再读[召公谏厉王弭谤]
这些天,气温一降再降,从二十度降到了最低气温只有两度,心里就感觉到冷,手脚冰凉,神情也灰灰懒懒的。吃了就想睡,与朋友在网上聊天,居然叮嘱她:要早睡多睡,要学冬眠的动物。
今天出了太阳,早上懒懒地躺在床上,看到窗外已是金光闪闪,起床后才感觉到从窗口射进来的阳光没有什么热力,走得还比较快,一步跟一步的赶也没得到多少温暖,屋子里仍旧是冬日的阴气和寒冷。但我的心里却有了一点萌动,打了一盆水,端到那边的小房里去抹书柜。书柜的里里外外已布满了灰尘,上面还有两三处很久以前留下的残缺不全的手印,我就站在那里发呆,想不起有多久没到这边来翻书了,买最后一本正儿八经的书好象也是N年以前的事情了。
随便抄起一本,吹了吹,翻开一看,里面有好些用铅笔钢笔圆珠笔划的条条框框,比较生疏的字词上还标注有拼音,天头地尾的空白处密密麻麻地写着好些字,心里一阵迷糊,还在想:这是谁读过的?定睛一看,是我十几年前的笔迹,我真的如此刻苦地读过书?仿佛是上辈子的一些情形了,晃如隔世。
________________________________________
将原文中从“再读[召公谏厉王弭谤]”开始、到“辈子的一些情形了,晃如隔世。”结束的部分重新写出,并把其中的“书柜”更新为“书架”。

* _所给数据_:
________________________________________
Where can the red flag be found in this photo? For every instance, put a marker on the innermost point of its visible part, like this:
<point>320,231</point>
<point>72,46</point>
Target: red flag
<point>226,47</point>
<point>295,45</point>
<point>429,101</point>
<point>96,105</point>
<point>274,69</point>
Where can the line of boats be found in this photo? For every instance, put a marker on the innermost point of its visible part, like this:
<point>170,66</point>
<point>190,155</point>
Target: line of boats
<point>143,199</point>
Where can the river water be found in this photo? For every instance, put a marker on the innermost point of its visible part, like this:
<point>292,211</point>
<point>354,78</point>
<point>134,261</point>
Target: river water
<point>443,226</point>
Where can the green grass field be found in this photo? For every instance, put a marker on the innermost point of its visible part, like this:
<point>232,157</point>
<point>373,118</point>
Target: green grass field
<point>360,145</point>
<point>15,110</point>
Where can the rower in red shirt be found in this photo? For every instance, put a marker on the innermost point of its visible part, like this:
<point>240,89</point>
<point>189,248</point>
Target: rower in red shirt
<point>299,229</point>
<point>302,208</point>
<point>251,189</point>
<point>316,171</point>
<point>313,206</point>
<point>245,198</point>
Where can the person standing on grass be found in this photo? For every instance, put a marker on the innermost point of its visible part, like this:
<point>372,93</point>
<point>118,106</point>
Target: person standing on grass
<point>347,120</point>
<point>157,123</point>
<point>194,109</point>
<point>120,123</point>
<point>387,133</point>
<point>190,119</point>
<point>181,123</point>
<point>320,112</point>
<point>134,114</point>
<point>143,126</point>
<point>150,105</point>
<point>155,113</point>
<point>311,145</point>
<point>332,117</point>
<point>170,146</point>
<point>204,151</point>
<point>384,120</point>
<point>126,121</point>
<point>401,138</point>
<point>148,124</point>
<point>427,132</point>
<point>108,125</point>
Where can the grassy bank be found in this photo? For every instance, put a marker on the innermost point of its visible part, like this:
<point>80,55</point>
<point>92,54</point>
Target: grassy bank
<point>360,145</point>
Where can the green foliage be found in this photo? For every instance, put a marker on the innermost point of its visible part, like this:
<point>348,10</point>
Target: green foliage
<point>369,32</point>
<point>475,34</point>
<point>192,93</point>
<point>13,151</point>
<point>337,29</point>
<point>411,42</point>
________________________________________
* _执行结果_:
再读[召公谏厉王弭谤]
这些天,气温一降再降,从二十度降到了最低气温只有两度,心里就感觉到冷,手脚冰凉,神情也灰灰懒懒的。吃了就想睡,与朋友在网上聊天,居然叮嘱她:要早睡多睡,要学冬眠的动物。
今天出了太阳,早上懒懒地躺在床上,看到窗外已是金光闪闪,起床后才感觉到从窗口射进来的阳光没有什么热力,走得还比较快,一步跟一步的赶也没得到多少温暖,屋子里仍旧是冬日的阴气和寒冷。但我的心里却有了一点萌动,打了一盆水,端到那边的小房里去抹书架。书架的里里外外已布满了灰尘,上面还有两三处很久以前留下的残缺不全的手印,我就站在那里发呆,想不起有多久没到这边来翻书了,买最后一本正儿八经的书好象也是N年以前的事情了。
随便抄起一本,吹了吹,翻开一看,里面有好些用铅笔钢笔圆珠笔划的条条框框,比较生疏的字词上还标注有拼音,天头地尾的空白处密密麻麻地写着好些字,心里一阵迷糊,还在想:这是谁读过的?定睛一看,是我十几年前的笔迹,我真的如此刻苦地读过书?仿佛是上辈子的一些情形了,晃如隔世。